Exercise -> Please copy all the lines that follow, word for word.
>> START Task data
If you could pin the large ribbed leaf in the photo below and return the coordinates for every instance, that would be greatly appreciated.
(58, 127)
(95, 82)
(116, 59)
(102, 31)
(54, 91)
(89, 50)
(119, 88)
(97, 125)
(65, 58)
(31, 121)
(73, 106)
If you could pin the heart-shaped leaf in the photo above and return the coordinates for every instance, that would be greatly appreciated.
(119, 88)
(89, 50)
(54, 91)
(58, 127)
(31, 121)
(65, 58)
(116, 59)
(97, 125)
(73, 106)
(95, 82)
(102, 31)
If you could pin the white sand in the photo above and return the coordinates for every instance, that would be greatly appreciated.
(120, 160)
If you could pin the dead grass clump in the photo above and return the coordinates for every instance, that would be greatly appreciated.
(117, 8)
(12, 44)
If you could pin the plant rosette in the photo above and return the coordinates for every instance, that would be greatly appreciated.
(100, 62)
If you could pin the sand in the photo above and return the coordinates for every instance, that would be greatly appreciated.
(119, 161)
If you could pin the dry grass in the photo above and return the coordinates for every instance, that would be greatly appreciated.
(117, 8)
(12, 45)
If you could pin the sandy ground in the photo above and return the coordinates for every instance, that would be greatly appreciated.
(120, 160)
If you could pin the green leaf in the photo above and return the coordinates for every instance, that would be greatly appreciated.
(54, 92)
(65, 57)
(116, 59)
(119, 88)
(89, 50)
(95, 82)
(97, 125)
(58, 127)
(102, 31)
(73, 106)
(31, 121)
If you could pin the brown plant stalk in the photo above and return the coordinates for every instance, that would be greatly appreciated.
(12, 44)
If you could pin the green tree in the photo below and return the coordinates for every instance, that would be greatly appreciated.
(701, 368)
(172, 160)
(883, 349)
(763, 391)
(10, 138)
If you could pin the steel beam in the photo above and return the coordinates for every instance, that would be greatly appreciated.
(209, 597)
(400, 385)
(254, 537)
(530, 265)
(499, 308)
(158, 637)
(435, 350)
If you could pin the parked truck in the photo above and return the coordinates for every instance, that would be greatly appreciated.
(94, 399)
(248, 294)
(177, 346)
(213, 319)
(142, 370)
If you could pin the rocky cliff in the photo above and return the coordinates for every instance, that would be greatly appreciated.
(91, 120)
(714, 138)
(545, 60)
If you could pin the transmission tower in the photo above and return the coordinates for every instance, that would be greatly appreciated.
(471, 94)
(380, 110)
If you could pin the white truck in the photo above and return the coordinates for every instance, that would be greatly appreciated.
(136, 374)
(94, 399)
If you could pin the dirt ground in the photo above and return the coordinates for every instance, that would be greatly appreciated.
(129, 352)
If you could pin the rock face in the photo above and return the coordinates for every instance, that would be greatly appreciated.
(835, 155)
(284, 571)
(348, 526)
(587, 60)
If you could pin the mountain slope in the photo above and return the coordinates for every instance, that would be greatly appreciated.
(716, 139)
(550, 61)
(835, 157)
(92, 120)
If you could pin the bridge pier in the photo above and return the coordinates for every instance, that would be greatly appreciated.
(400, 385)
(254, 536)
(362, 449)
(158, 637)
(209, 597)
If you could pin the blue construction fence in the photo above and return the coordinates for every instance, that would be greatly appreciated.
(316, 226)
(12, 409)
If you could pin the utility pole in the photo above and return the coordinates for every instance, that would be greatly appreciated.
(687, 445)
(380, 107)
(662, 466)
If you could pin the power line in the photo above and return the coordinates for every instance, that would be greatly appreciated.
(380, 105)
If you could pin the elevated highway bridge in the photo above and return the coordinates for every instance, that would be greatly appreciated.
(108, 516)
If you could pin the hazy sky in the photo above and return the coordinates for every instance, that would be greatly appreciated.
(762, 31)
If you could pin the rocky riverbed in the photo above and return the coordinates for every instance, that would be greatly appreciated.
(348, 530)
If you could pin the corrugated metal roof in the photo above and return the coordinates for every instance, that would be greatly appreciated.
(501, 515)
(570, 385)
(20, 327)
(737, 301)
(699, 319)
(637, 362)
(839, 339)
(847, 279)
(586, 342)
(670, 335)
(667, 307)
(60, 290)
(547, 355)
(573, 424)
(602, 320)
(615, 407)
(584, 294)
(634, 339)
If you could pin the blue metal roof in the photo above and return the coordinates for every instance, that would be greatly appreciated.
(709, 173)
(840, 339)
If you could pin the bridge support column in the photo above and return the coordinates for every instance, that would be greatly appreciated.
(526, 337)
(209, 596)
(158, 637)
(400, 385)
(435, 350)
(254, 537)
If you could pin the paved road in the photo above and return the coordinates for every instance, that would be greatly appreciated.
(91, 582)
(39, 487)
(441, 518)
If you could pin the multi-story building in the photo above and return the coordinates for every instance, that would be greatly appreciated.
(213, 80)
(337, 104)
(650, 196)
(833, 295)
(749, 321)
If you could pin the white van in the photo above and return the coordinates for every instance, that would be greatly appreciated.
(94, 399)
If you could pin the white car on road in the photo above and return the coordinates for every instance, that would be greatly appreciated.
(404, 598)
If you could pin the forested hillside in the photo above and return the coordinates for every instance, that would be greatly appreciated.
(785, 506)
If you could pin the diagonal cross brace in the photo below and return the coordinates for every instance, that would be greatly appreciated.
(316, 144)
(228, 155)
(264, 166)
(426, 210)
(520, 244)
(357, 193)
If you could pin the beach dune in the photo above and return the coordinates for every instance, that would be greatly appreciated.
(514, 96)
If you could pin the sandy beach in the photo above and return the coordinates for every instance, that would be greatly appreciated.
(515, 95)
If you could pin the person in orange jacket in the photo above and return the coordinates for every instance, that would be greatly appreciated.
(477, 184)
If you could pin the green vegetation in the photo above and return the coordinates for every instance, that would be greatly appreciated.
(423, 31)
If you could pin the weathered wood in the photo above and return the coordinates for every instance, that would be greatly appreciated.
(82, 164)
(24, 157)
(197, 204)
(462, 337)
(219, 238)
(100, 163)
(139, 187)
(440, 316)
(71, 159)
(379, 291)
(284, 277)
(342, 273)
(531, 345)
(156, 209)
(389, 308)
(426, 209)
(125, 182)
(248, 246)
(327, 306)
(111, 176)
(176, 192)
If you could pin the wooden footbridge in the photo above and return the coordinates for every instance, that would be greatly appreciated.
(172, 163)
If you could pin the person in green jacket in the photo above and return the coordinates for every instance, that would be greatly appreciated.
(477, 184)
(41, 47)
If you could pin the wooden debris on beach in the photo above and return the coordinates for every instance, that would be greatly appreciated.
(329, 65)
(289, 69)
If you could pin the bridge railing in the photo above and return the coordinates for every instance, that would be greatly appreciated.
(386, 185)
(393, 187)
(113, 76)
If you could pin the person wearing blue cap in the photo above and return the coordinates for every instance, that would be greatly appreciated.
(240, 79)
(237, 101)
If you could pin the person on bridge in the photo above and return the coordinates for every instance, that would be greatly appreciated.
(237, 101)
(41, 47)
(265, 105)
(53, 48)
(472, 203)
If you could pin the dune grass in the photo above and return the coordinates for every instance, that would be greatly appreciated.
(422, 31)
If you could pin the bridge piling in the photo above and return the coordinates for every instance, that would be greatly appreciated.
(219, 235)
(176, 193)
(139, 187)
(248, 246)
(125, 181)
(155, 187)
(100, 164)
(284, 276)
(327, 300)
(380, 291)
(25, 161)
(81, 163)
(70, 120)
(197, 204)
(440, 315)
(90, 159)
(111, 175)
>> END Task data
Solution ->
If you could pin the large ribbed leaf in the photo below and return the coordinates for every instance, that would be greatly appreciated.
(58, 127)
(95, 82)
(116, 59)
(102, 31)
(54, 91)
(89, 50)
(119, 88)
(97, 125)
(65, 58)
(31, 121)
(73, 106)
If you could pin the heart-shaped leaf in the photo above and return the coordinates for every instance, that would be greatly appreciated.
(119, 88)
(89, 50)
(54, 91)
(58, 127)
(31, 121)
(65, 58)
(116, 59)
(97, 125)
(73, 106)
(95, 82)
(102, 31)
If you could pin the white sand in the photo above and return the coordinates for every instance, that would be greatly appreciated.
(120, 160)
If you could pin the dead grass clump in the photo above and return the coordinates for every instance, that would be greatly appreciated.
(117, 8)
(12, 44)
If you could pin the plant rosette in the photo above and return the coordinates for every instance, that would be greatly appreciated.
(100, 62)
If you could pin the sand in the photo above and return the coordinates for every instance, that would be greatly appreciated.
(119, 161)
If you could pin the dry grass in the photo above and return the coordinates for every instance, that would be greatly appreciated.
(117, 8)
(12, 45)
If you could pin the sandy ground in the photo above and return the coordinates for every instance, that would be greatly appreciated.
(120, 160)
If you could pin the green leaf in the photo above and return the coordinates for every instance, that would be greatly appreciated.
(54, 92)
(65, 57)
(116, 59)
(119, 88)
(89, 50)
(95, 82)
(97, 125)
(58, 127)
(102, 31)
(73, 106)
(31, 121)
If you could pin the brown plant stalk in the photo above and return the coordinates for every instance, that would be greatly appreciated.
(12, 44)
If you could pin the green tree in the photo below and return the coordinates for every instance, that would be greatly appreciated.
(701, 368)
(172, 160)
(883, 349)
(763, 391)
(10, 138)
If you could pin the steel beam in the photo above and return the coordinates for every instance, that would be greatly appreciated.
(209, 597)
(400, 385)
(254, 537)
(530, 265)
(499, 308)
(158, 637)
(435, 350)
If you could pin the parked truck in the photo above and return the coordinates for every instance, that would be greatly appreciated.
(94, 399)
(248, 294)
(177, 346)
(213, 319)
(142, 370)
If you could pin the rocky cliff in the photo above and return the coordinates for every instance, that would be greatly appreciated.
(91, 120)
(714, 138)
(545, 60)
If you could pin the transmission tower in the photo above and return the coordinates for every instance, that would be greatly appreciated.
(471, 94)
(380, 110)
If you could pin the white truck in the photo above and return the coordinates for every instance, that would be greatly appreciated.
(136, 374)
(94, 399)
If you could pin the dirt ground in the photo above and return the coordinates for every instance, that would be greatly appreciated.
(129, 352)
If you could pin the rock face in the photo above and return the coordinates for every instance, that would be greatly appreciated.
(835, 155)
(284, 571)
(348, 526)
(587, 60)
If you could pin the mountain slope in the photo above and return the coordinates for every instance, that would be greatly appreciated.
(716, 139)
(550, 61)
(835, 157)
(92, 120)
If you could pin the bridge pier in the photo above and return the coordinates for every instance, that would be greatly appreciated.
(400, 385)
(254, 536)
(362, 449)
(158, 637)
(209, 597)
If you could pin the blue construction fence in the photo above and return the coordinates for every instance, that would be greatly appreciated.
(316, 226)
(12, 409)
If you could pin the utility pole in the photo above and return the coordinates for every instance, that would be greatly appreciated.
(687, 445)
(380, 107)
(662, 466)
If you could pin the power line in the photo above and return the coordinates for every instance, that would be greatly appreciated.
(380, 105)
If you could pin the elevated highway bridge in the photo above and return the coordinates for every instance, that would be greatly appreciated.
(108, 516)
If you could pin the hazy sky in the photo above and return the coordinates for every instance, that would be greatly appreciated.
(762, 31)
If you could pin the rocky riverbed in the photo above and return the coordinates for every instance, that would be greatly appreciated.
(348, 530)
If you could pin the corrugated metal roof in the photo above and return the coordinates for every instance, that would be greatly appreciated.
(501, 515)
(570, 385)
(20, 327)
(737, 301)
(699, 319)
(637, 362)
(839, 339)
(847, 279)
(586, 342)
(670, 335)
(667, 307)
(60, 290)
(547, 355)
(573, 424)
(602, 320)
(615, 407)
(584, 294)
(634, 339)
If you could pin the blue metal roof in the photo above and return the coordinates for every instance, that would be greatly appreciated.
(709, 173)
(840, 339)
If you could pin the bridge support column in the photo above and return the coordinates for every instance, that would be greatly appreciated.
(526, 337)
(209, 596)
(158, 637)
(400, 385)
(435, 350)
(254, 537)
If you could pin the paved road in the photo above and return the coordinates for every instance, that would be greatly appreciated.
(91, 582)
(39, 487)
(441, 518)
If you could pin the multi-story building in the photo above and return the coordinates for every instance, that would be greatly appreciated.
(213, 80)
(337, 104)
(650, 196)
(833, 295)
(749, 321)
If you could pin the white van in the photo above and return the coordinates for every instance, that would be greatly appreciated.
(94, 399)
If you could pin the white car on road in the photo above and return the coordinates for every instance, that would be greatly appreciated.
(404, 598)
If you could pin the forested hillside in the photo above and return the coordinates for every instance, that would be greatly appreciated.
(785, 506)
If you could pin the diagonal cross brace in the photo below and return the coordinates for every instance, that would be greatly appreciated.
(316, 144)
(228, 155)
(264, 166)
(426, 210)
(520, 244)
(357, 193)
If you could pin the beach dune in the photo above and return the coordinates for every instance, that would be greatly appreciated.
(514, 96)
If you could pin the sandy beach in the photo above and return the coordinates for every instance, that would be greatly appreciated.
(515, 95)
If you could pin the person in orange jacket in the photo above and return the coordinates for every instance, that would be greatly appreciated.
(477, 184)
If you could pin the green vegetation in the photo above and return the coordinates for every instance, that would be greatly appreciated.
(423, 31)
If you could pin the weathered wood in the photo above and return the coordinates for every instance, that would be greatly appreciated.
(82, 164)
(24, 157)
(197, 204)
(462, 337)
(219, 238)
(100, 163)
(139, 187)
(440, 316)
(71, 159)
(379, 291)
(284, 277)
(342, 273)
(531, 345)
(156, 209)
(389, 308)
(426, 209)
(125, 182)
(248, 246)
(327, 306)
(111, 176)
(176, 192)
If you could pin the wooden footbridge in the photo above and return the coordinates for every instance, that would be greatly appreciated.
(172, 163)
If you could pin the person in green jacket in the photo above and return the coordinates for every instance, that would be greatly appreciated.
(477, 184)
(41, 47)
If you could pin the wooden debris on beach in the photo above and return the coordinates for every instance, that would be greatly appreciated.
(329, 65)
(289, 69)
If you could pin the bridge railing in the photo above and return the coordinates for every instance, that would be greatly appreciated.
(386, 185)
(393, 187)
(113, 76)
If you could pin the person wearing blue cap in the photo above and return the coordinates for every instance, that would be greatly appreciated.
(240, 79)
(237, 101)
If you could pin the person on bridge in the photo above and return the coordinates for every instance, that would be greatly appreciated.
(237, 101)
(41, 47)
(265, 105)
(53, 48)
(472, 203)
If you could pin the dune grass in the photo above and return the coordinates for every instance, that would be greatly appreciated.
(422, 31)
If you could pin the bridge piling in the photo above and return the coordinates for every instance, that would be greatly appreciated.
(219, 235)
(176, 193)
(139, 187)
(248, 246)
(125, 181)
(155, 187)
(100, 164)
(284, 276)
(327, 300)
(380, 291)
(25, 161)
(81, 163)
(70, 120)
(197, 204)
(440, 315)
(90, 159)
(111, 175)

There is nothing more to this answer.